[[ Excerpted data open ]]

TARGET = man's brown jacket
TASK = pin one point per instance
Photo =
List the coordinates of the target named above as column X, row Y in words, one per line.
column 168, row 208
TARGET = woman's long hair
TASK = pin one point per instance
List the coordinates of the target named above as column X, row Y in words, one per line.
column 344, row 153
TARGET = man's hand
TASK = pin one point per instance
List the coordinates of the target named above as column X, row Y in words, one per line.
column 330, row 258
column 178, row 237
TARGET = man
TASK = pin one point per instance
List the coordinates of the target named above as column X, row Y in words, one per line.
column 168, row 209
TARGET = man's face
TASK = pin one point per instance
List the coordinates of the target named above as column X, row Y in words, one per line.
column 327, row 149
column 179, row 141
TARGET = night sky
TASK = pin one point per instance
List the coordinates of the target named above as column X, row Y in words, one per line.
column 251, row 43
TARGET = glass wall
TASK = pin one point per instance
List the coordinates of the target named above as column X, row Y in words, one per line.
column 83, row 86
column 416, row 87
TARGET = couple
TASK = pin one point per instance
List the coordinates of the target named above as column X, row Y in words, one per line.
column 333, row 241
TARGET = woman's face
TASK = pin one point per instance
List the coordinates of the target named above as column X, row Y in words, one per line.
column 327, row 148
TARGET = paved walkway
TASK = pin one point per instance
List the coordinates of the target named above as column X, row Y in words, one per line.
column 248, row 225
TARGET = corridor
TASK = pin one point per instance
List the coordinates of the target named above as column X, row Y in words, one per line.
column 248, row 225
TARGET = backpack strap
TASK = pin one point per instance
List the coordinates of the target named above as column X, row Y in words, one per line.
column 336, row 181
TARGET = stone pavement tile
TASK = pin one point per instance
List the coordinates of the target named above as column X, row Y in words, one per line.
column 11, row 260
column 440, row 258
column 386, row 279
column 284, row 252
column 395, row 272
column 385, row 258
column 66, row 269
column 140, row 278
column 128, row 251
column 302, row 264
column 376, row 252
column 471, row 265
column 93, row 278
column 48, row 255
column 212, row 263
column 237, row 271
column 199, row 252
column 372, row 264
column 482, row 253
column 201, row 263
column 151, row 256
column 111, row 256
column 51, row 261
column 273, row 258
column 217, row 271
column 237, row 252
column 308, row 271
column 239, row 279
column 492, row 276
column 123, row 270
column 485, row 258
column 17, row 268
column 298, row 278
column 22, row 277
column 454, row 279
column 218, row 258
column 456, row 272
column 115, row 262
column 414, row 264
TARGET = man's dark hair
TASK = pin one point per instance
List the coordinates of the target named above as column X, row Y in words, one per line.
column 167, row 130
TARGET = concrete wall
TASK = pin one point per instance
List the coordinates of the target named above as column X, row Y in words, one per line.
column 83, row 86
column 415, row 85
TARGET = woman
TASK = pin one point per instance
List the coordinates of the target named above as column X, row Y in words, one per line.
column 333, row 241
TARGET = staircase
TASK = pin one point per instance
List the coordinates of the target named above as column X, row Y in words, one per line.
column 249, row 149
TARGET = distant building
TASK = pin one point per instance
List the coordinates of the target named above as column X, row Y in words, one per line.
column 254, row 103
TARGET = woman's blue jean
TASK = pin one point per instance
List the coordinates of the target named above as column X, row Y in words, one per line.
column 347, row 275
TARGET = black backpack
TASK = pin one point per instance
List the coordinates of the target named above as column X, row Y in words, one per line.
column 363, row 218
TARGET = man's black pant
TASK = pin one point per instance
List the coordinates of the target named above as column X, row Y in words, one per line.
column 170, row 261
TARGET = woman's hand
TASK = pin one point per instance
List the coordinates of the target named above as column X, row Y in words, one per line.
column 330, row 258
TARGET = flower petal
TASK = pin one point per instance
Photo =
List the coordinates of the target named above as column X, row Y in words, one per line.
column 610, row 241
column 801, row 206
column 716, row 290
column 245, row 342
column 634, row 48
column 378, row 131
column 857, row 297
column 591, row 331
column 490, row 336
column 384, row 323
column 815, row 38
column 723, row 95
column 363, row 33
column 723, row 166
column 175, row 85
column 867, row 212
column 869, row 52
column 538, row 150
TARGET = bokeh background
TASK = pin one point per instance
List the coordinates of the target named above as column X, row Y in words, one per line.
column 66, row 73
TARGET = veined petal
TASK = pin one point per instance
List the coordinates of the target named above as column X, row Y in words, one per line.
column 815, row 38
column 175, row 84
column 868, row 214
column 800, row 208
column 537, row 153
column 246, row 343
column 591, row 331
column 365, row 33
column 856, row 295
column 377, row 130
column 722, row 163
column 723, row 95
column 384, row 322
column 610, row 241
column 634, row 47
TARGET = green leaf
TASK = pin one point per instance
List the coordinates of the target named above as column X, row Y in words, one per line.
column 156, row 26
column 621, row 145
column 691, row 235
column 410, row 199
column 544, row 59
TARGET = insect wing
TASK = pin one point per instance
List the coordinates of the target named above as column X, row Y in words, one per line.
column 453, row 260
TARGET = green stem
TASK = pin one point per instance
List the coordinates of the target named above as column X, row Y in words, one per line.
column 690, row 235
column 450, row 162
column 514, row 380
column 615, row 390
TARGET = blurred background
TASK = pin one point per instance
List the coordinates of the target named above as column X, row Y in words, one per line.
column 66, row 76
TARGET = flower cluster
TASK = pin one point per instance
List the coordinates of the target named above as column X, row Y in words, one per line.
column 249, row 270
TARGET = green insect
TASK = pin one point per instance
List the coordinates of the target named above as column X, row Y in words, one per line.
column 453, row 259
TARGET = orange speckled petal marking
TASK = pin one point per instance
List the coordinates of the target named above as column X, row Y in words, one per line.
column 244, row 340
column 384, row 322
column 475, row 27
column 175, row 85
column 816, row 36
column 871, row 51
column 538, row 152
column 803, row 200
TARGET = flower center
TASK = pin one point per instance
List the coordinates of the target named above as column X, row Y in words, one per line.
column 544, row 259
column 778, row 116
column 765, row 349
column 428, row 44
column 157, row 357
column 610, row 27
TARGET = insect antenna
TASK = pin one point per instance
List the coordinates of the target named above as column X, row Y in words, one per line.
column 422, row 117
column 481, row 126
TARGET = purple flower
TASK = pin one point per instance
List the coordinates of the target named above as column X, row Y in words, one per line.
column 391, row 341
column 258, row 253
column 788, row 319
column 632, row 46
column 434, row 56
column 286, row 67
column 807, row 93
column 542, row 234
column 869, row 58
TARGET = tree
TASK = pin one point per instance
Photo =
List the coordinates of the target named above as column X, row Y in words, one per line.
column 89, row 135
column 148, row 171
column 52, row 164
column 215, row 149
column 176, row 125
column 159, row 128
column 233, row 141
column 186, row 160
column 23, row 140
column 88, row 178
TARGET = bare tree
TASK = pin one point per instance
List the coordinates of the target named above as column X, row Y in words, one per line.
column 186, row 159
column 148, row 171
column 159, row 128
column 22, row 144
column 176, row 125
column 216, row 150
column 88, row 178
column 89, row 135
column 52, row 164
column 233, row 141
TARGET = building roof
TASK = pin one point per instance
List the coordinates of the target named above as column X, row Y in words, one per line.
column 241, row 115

[[ Excerpted data closed ]]

> _What you should do_: Reproduce, word for word, all of the entries above.

> _Answer_:
TARGET = man's brown jacket
TASK = pin one point per instance
Photo =
List the coordinates of the target named above as column X, row Y in words, one per line.
column 168, row 208
TARGET = woman's long hair
TASK = pin one point per instance
List the coordinates of the target named above as column X, row Y in words, one per line.
column 344, row 153
TARGET = man's hand
TASK = pin one point per instance
List the coordinates of the target named above as column X, row Y in words, one per line.
column 330, row 258
column 178, row 237
TARGET = man
TASK = pin one point per instance
List the coordinates of the target named above as column X, row Y in words, one per line.
column 168, row 209
TARGET = man's face
TASK = pin one point per instance
List the coordinates of the target named above as column X, row Y in words, one per line.
column 327, row 149
column 179, row 141
TARGET = night sky
TASK = pin one point per instance
List the coordinates of the target named above as column X, row Y in words, one per line.
column 251, row 43
TARGET = glass wall
TASK = pin one point per instance
List the coordinates of the target named above as column X, row Y in words, one per line.
column 83, row 86
column 416, row 87
TARGET = couple
TASK = pin one point per instance
List the coordinates of the target named above as column X, row Y in words, one per line.
column 333, row 241
TARGET = woman's face
TASK = pin one point per instance
List the coordinates of the target named above as column X, row Y in words, one per line.
column 327, row 148
TARGET = paved walkway
TASK = pin one point per instance
List the coordinates of the target named above as column X, row Y in words, one per line.
column 248, row 225
TARGET = corridor
TASK = pin one point per instance
List the coordinates of the target named above as column X, row Y in words, one per line.
column 248, row 225
TARGET = backpack strap
TASK = pin one point per instance
List the coordinates of the target named above as column X, row Y in words, one per line.
column 336, row 181
TARGET = stone pavement tile
TASK = pin one point per instance
List the coordinates of the target named above as column X, row Y in words, one per line.
column 11, row 260
column 440, row 258
column 386, row 279
column 284, row 252
column 395, row 272
column 385, row 258
column 66, row 269
column 140, row 278
column 128, row 251
column 302, row 264
column 376, row 252
column 471, row 265
column 93, row 278
column 48, row 255
column 212, row 263
column 237, row 271
column 199, row 252
column 372, row 264
column 482, row 253
column 201, row 263
column 151, row 256
column 111, row 256
column 51, row 261
column 273, row 258
column 217, row 271
column 237, row 252
column 308, row 271
column 239, row 279
column 492, row 276
column 123, row 270
column 485, row 258
column 17, row 268
column 298, row 278
column 22, row 277
column 454, row 279
column 218, row 258
column 456, row 272
column 115, row 262
column 414, row 264
TARGET = man's dark hair
TASK = pin one point per instance
List the coordinates of the target named above as column X, row Y in words, one per line.
column 167, row 130
TARGET = concrete wall
TASK = pin one point per instance
List the coordinates of the target named above as column X, row Y in words, one per line.
column 83, row 86
column 415, row 85
TARGET = woman
TASK = pin one point per instance
List the coordinates of the target named above as column X, row Y in words, one per line.
column 333, row 241
TARGET = staircase
TASK = pin one point per instance
List the coordinates of the target named above as column X, row Y in words, one per line.
column 249, row 149
TARGET = distant building
TASK = pin one point per instance
List the coordinates of the target named above as column X, row Y in words, one per line.
column 254, row 103
TARGET = woman's blue jean
TASK = pin one point per instance
List the coordinates of the target named above as column X, row Y in words, one per line.
column 347, row 275
TARGET = black backpack
TASK = pin one point per instance
List the coordinates of the target named above as column X, row Y in words, one per line.
column 363, row 218
TARGET = man's black pant
TASK = pin one point per instance
List the coordinates of the target named above as column X, row Y in words, one per line.
column 170, row 261
TARGET = woman's hand
TASK = pin one point per instance
List the coordinates of the target named above as column X, row Y in words, one per line.
column 330, row 258
TARGET = flower petal
TASK = pin one point per instance
Photo =
List the coordinates of the target named above as column X, row Y in words, one per line.
column 610, row 241
column 801, row 206
column 716, row 290
column 245, row 342
column 634, row 48
column 378, row 131
column 857, row 297
column 591, row 331
column 490, row 336
column 384, row 323
column 815, row 38
column 723, row 95
column 363, row 33
column 723, row 166
column 175, row 85
column 867, row 212
column 869, row 52
column 538, row 150
TARGET = bokeh background
TASK = pin one point per instance
List the coordinates of the target named above as column X, row Y in words, one per line.
column 66, row 73
TARGET = veined petal
TASK = pin one point per instance
List the coordinates of the target named above as column X, row Y in words, one per line.
column 815, row 38
column 175, row 84
column 868, row 214
column 800, row 208
column 537, row 153
column 246, row 343
column 591, row 331
column 365, row 33
column 856, row 295
column 377, row 130
column 722, row 163
column 723, row 95
column 384, row 322
column 610, row 241
column 634, row 47
TARGET = green leaf
TASK = pin one point per instance
List the coordinates of the target named above as column X, row Y in words, one per line.
column 156, row 26
column 621, row 145
column 691, row 235
column 410, row 199
column 544, row 59
TARGET = insect wing
TASK = pin one point per instance
List the coordinates of the target named above as column X, row Y in words, one per line.
column 453, row 260
TARGET = green stem
TASK = pin one point per instance
List the coordinates of the target named above as column X, row Y in words, one per line.
column 690, row 235
column 450, row 162
column 514, row 380
column 615, row 390
TARGET = blurred background
TASK = pin one point per instance
List the coordinates of the target named above as column X, row Y in words, one per line.
column 66, row 76
TARGET = flower cluster
TASK = pin one point per instance
List the coordinates of the target named above as column X, row Y in words, one per line.
column 249, row 270
TARGET = green insect
TASK = pin one point per instance
List the coordinates of the target named above as column X, row Y in words, one per line.
column 453, row 259
TARGET = orange speckled petal marking
TASK = pin one point per instance
List the coordinates of the target named above as column X, row Y in words, one per line.
column 244, row 340
column 384, row 322
column 475, row 27
column 175, row 85
column 816, row 36
column 871, row 51
column 538, row 152
column 803, row 200
TARGET = flower center
TASK = pin one point per instance
List the coordinates of the target named above as column X, row Y in words, one per line.
column 544, row 259
column 778, row 116
column 765, row 349
column 428, row 44
column 157, row 357
column 610, row 27
TARGET = insect antenna
TASK = pin one point per instance
List the coordinates of the target named above as column X, row Y in words, one per line.
column 422, row 117
column 481, row 126
TARGET = purple flower
TASK = pin one point per instance
List the coordinates of the target named above as column X, row Y in words, one per line.
column 391, row 341
column 258, row 253
column 788, row 319
column 632, row 46
column 434, row 56
column 286, row 67
column 807, row 93
column 542, row 234
column 869, row 58
TARGET = tree
TASK = pin one point per instance
Photo =
List the coordinates of the target named above as column X, row Y in words, one per line.
column 89, row 135
column 148, row 171
column 52, row 164
column 215, row 149
column 176, row 125
column 159, row 128
column 233, row 141
column 186, row 160
column 23, row 140
column 88, row 178
TARGET = bare tree
TASK = pin one point per instance
List the coordinates of the target named above as column X, row Y in words, one per line.
column 186, row 159
column 148, row 171
column 159, row 128
column 22, row 144
column 176, row 125
column 216, row 150
column 88, row 178
column 89, row 135
column 52, row 164
column 233, row 141
TARGET = building roof
TASK = pin one point per instance
List the coordinates of the target named above as column X, row Y in words, one per line.
column 241, row 115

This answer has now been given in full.